## STATED TASK
Pick out every line in the items below that contains the word "green" and copy each of those lines.

## EXERCISE INPUTS
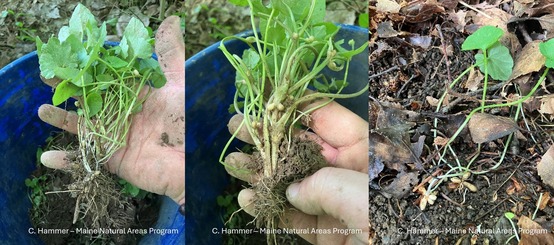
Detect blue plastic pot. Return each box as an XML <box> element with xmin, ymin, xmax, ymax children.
<box><xmin>0</xmin><ymin>52</ymin><xmax>185</xmax><ymax>244</ymax></box>
<box><xmin>185</xmin><ymin>25</ymin><xmax>369</xmax><ymax>244</ymax></box>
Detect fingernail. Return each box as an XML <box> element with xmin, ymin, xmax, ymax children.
<box><xmin>287</xmin><ymin>183</ymin><xmax>300</xmax><ymax>201</ymax></box>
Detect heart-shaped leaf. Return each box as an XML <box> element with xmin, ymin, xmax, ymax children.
<box><xmin>475</xmin><ymin>43</ymin><xmax>514</xmax><ymax>81</ymax></box>
<box><xmin>462</xmin><ymin>26</ymin><xmax>504</xmax><ymax>50</ymax></box>
<box><xmin>539</xmin><ymin>39</ymin><xmax>554</xmax><ymax>68</ymax></box>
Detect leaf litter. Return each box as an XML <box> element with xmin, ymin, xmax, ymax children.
<box><xmin>369</xmin><ymin>0</ymin><xmax>554</xmax><ymax>244</ymax></box>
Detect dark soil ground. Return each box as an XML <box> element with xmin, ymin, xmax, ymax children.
<box><xmin>369</xmin><ymin>1</ymin><xmax>554</xmax><ymax>244</ymax></box>
<box><xmin>185</xmin><ymin>0</ymin><xmax>367</xmax><ymax>244</ymax></box>
<box><xmin>0</xmin><ymin>0</ymin><xmax>185</xmax><ymax>244</ymax></box>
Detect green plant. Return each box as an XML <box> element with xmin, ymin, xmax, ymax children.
<box><xmin>219</xmin><ymin>0</ymin><xmax>367</xmax><ymax>240</ymax></box>
<box><xmin>36</xmin><ymin>4</ymin><xmax>166</xmax><ymax>228</ymax></box>
<box><xmin>418</xmin><ymin>26</ymin><xmax>554</xmax><ymax>208</ymax></box>
<box><xmin>36</xmin><ymin>4</ymin><xmax>165</xmax><ymax>173</ymax></box>
<box><xmin>118</xmin><ymin>179</ymin><xmax>150</xmax><ymax>199</ymax></box>
<box><xmin>504</xmin><ymin>212</ymin><xmax>519</xmax><ymax>244</ymax></box>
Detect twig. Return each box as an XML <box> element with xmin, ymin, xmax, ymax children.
<box><xmin>441</xmin><ymin>192</ymin><xmax>464</xmax><ymax>207</ymax></box>
<box><xmin>441</xmin><ymin>82</ymin><xmax>506</xmax><ymax>114</ymax></box>
<box><xmin>369</xmin><ymin>66</ymin><xmax>398</xmax><ymax>79</ymax></box>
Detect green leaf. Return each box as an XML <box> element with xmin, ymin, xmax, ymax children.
<box><xmin>106</xmin><ymin>56</ymin><xmax>129</xmax><ymax>69</ymax></box>
<box><xmin>358</xmin><ymin>13</ymin><xmax>369</xmax><ymax>28</ymax></box>
<box><xmin>242</xmin><ymin>49</ymin><xmax>260</xmax><ymax>70</ymax></box>
<box><xmin>539</xmin><ymin>39</ymin><xmax>554</xmax><ymax>68</ymax></box>
<box><xmin>121</xmin><ymin>17</ymin><xmax>152</xmax><ymax>59</ymax></box>
<box><xmin>71</xmin><ymin>72</ymin><xmax>93</xmax><ymax>87</ymax></box>
<box><xmin>125</xmin><ymin>183</ymin><xmax>140</xmax><ymax>197</ymax></box>
<box><xmin>86</xmin><ymin>92</ymin><xmax>102</xmax><ymax>117</ymax></box>
<box><xmin>39</xmin><ymin>37</ymin><xmax>79</xmax><ymax>79</ymax></box>
<box><xmin>475</xmin><ymin>43</ymin><xmax>514</xmax><ymax>81</ymax></box>
<box><xmin>151</xmin><ymin>71</ymin><xmax>167</xmax><ymax>88</ymax></box>
<box><xmin>462</xmin><ymin>26</ymin><xmax>504</xmax><ymax>50</ymax></box>
<box><xmin>52</xmin><ymin>80</ymin><xmax>80</xmax><ymax>106</ymax></box>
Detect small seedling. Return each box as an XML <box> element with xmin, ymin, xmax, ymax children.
<box><xmin>219</xmin><ymin>0</ymin><xmax>367</xmax><ymax>242</ymax></box>
<box><xmin>426</xmin><ymin>26</ymin><xmax>554</xmax><ymax>210</ymax></box>
<box><xmin>504</xmin><ymin>212</ymin><xmax>519</xmax><ymax>244</ymax></box>
<box><xmin>36</xmin><ymin>4</ymin><xmax>166</xmax><ymax>228</ymax></box>
<box><xmin>448</xmin><ymin>172</ymin><xmax>478</xmax><ymax>192</ymax></box>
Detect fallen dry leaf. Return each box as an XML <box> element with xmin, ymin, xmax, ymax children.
<box><xmin>509</xmin><ymin>40</ymin><xmax>546</xmax><ymax>81</ymax></box>
<box><xmin>400</xmin><ymin>0</ymin><xmax>444</xmax><ymax>23</ymax></box>
<box><xmin>468</xmin><ymin>113</ymin><xmax>518</xmax><ymax>144</ymax></box>
<box><xmin>377</xmin><ymin>21</ymin><xmax>401</xmax><ymax>38</ymax></box>
<box><xmin>382</xmin><ymin>172</ymin><xmax>419</xmax><ymax>198</ymax></box>
<box><xmin>517</xmin><ymin>216</ymin><xmax>554</xmax><ymax>245</ymax></box>
<box><xmin>525</xmin><ymin>0</ymin><xmax>554</xmax><ymax>17</ymax></box>
<box><xmin>462</xmin><ymin>66</ymin><xmax>478</xmax><ymax>91</ymax></box>
<box><xmin>537</xmin><ymin>145</ymin><xmax>554</xmax><ymax>187</ymax></box>
<box><xmin>375</xmin><ymin>0</ymin><xmax>400</xmax><ymax>14</ymax></box>
<box><xmin>538</xmin><ymin>191</ymin><xmax>550</xmax><ymax>210</ymax></box>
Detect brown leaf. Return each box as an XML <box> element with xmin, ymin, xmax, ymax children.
<box><xmin>537</xmin><ymin>145</ymin><xmax>554</xmax><ymax>187</ymax></box>
<box><xmin>517</xmin><ymin>216</ymin><xmax>554</xmax><ymax>245</ymax></box>
<box><xmin>539</xmin><ymin>14</ymin><xmax>554</xmax><ymax>39</ymax></box>
<box><xmin>462</xmin><ymin>69</ymin><xmax>478</xmax><ymax>91</ymax></box>
<box><xmin>539</xmin><ymin>191</ymin><xmax>550</xmax><ymax>210</ymax></box>
<box><xmin>448</xmin><ymin>10</ymin><xmax>467</xmax><ymax>32</ymax></box>
<box><xmin>510</xmin><ymin>40</ymin><xmax>546</xmax><ymax>81</ymax></box>
<box><xmin>468</xmin><ymin>113</ymin><xmax>518</xmax><ymax>144</ymax></box>
<box><xmin>400</xmin><ymin>0</ymin><xmax>444</xmax><ymax>23</ymax></box>
<box><xmin>377</xmin><ymin>21</ymin><xmax>401</xmax><ymax>38</ymax></box>
<box><xmin>375</xmin><ymin>0</ymin><xmax>400</xmax><ymax>14</ymax></box>
<box><xmin>382</xmin><ymin>172</ymin><xmax>418</xmax><ymax>198</ymax></box>
<box><xmin>525</xmin><ymin>0</ymin><xmax>554</xmax><ymax>17</ymax></box>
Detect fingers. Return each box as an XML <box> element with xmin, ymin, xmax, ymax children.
<box><xmin>227</xmin><ymin>114</ymin><xmax>254</xmax><ymax>145</ymax></box>
<box><xmin>287</xmin><ymin>168</ymin><xmax>369</xmax><ymax>238</ymax></box>
<box><xmin>40</xmin><ymin>151</ymin><xmax>69</xmax><ymax>169</ymax></box>
<box><xmin>225</xmin><ymin>152</ymin><xmax>258</xmax><ymax>183</ymax></box>
<box><xmin>155</xmin><ymin>16</ymin><xmax>185</xmax><ymax>85</ymax></box>
<box><xmin>38</xmin><ymin>104</ymin><xmax>78</xmax><ymax>134</ymax></box>
<box><xmin>302</xmin><ymin>101</ymin><xmax>369</xmax><ymax>173</ymax></box>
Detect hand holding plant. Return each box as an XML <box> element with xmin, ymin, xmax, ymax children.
<box><xmin>39</xmin><ymin>10</ymin><xmax>185</xmax><ymax>212</ymax></box>
<box><xmin>226</xmin><ymin>99</ymin><xmax>369</xmax><ymax>244</ymax></box>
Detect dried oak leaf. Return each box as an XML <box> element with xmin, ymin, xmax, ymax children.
<box><xmin>537</xmin><ymin>145</ymin><xmax>554</xmax><ymax>187</ymax></box>
<box><xmin>468</xmin><ymin>113</ymin><xmax>518</xmax><ymax>144</ymax></box>
<box><xmin>517</xmin><ymin>215</ymin><xmax>554</xmax><ymax>245</ymax></box>
<box><xmin>509</xmin><ymin>40</ymin><xmax>546</xmax><ymax>81</ymax></box>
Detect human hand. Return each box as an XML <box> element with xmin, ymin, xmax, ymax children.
<box><xmin>225</xmin><ymin>102</ymin><xmax>369</xmax><ymax>244</ymax></box>
<box><xmin>38</xmin><ymin>16</ymin><xmax>185</xmax><ymax>205</ymax></box>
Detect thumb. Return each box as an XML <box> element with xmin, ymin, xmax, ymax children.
<box><xmin>155</xmin><ymin>16</ymin><xmax>185</xmax><ymax>84</ymax></box>
<box><xmin>287</xmin><ymin>167</ymin><xmax>369</xmax><ymax>231</ymax></box>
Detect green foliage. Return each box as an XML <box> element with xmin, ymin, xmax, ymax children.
<box><xmin>358</xmin><ymin>13</ymin><xmax>369</xmax><ymax>28</ymax></box>
<box><xmin>462</xmin><ymin>26</ymin><xmax>504</xmax><ymax>51</ymax></box>
<box><xmin>25</xmin><ymin>175</ymin><xmax>48</xmax><ymax>207</ymax></box>
<box><xmin>36</xmin><ymin>4</ymin><xmax>166</xmax><ymax>169</ymax></box>
<box><xmin>462</xmin><ymin>26</ymin><xmax>514</xmax><ymax>81</ymax></box>
<box><xmin>475</xmin><ymin>42</ymin><xmax>514</xmax><ymax>81</ymax></box>
<box><xmin>119</xmin><ymin>179</ymin><xmax>149</xmax><ymax>199</ymax></box>
<box><xmin>539</xmin><ymin>39</ymin><xmax>554</xmax><ymax>68</ymax></box>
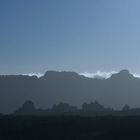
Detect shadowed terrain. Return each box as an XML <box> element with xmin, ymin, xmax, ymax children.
<box><xmin>0</xmin><ymin>70</ymin><xmax>140</xmax><ymax>113</ymax></box>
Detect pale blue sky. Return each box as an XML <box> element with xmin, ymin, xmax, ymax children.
<box><xmin>0</xmin><ymin>0</ymin><xmax>140</xmax><ymax>74</ymax></box>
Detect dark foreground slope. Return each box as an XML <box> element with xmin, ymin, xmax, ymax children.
<box><xmin>0</xmin><ymin>70</ymin><xmax>140</xmax><ymax>113</ymax></box>
<box><xmin>0</xmin><ymin>116</ymin><xmax>140</xmax><ymax>140</ymax></box>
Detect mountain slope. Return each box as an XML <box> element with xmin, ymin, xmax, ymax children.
<box><xmin>0</xmin><ymin>70</ymin><xmax>140</xmax><ymax>113</ymax></box>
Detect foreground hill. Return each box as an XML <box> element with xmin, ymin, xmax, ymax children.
<box><xmin>0</xmin><ymin>70</ymin><xmax>140</xmax><ymax>113</ymax></box>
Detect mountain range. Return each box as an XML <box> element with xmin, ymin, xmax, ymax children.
<box><xmin>0</xmin><ymin>70</ymin><xmax>140</xmax><ymax>113</ymax></box>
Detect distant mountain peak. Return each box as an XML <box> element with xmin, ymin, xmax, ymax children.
<box><xmin>44</xmin><ymin>71</ymin><xmax>79</xmax><ymax>77</ymax></box>
<box><xmin>111</xmin><ymin>69</ymin><xmax>134</xmax><ymax>79</ymax></box>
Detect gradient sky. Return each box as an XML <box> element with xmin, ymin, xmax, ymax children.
<box><xmin>0</xmin><ymin>0</ymin><xmax>140</xmax><ymax>74</ymax></box>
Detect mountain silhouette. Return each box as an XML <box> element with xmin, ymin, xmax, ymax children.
<box><xmin>0</xmin><ymin>70</ymin><xmax>140</xmax><ymax>113</ymax></box>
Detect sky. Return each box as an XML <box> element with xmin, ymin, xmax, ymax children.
<box><xmin>0</xmin><ymin>0</ymin><xmax>140</xmax><ymax>74</ymax></box>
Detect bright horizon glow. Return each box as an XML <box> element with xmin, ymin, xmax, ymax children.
<box><xmin>18</xmin><ymin>70</ymin><xmax>140</xmax><ymax>79</ymax></box>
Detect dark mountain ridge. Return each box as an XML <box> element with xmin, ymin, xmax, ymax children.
<box><xmin>0</xmin><ymin>70</ymin><xmax>140</xmax><ymax>113</ymax></box>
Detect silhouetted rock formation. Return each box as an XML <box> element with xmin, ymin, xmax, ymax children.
<box><xmin>14</xmin><ymin>101</ymin><xmax>38</xmax><ymax>115</ymax></box>
<box><xmin>0</xmin><ymin>70</ymin><xmax>140</xmax><ymax>113</ymax></box>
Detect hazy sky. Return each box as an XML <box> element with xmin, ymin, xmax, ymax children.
<box><xmin>0</xmin><ymin>0</ymin><xmax>140</xmax><ymax>74</ymax></box>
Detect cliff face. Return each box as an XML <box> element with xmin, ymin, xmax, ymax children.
<box><xmin>0</xmin><ymin>70</ymin><xmax>140</xmax><ymax>113</ymax></box>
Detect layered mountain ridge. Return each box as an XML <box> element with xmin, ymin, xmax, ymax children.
<box><xmin>0</xmin><ymin>70</ymin><xmax>140</xmax><ymax>113</ymax></box>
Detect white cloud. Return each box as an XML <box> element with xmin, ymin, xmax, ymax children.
<box><xmin>80</xmin><ymin>70</ymin><xmax>117</xmax><ymax>78</ymax></box>
<box><xmin>80</xmin><ymin>70</ymin><xmax>140</xmax><ymax>79</ymax></box>
<box><xmin>22</xmin><ymin>72</ymin><xmax>44</xmax><ymax>78</ymax></box>
<box><xmin>22</xmin><ymin>70</ymin><xmax>140</xmax><ymax>79</ymax></box>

## WORKED ANSWER
Detect green plant. Return each box as an XML <box> element with xmin, ymin, xmax, ymax children.
Detect green leaf. Return each box as an XML <box> element with xmin, ymin, xmax, ymax children.
Detect green foliage. Return each box as an XML <box> element with xmin, ymin, xmax, ymax children.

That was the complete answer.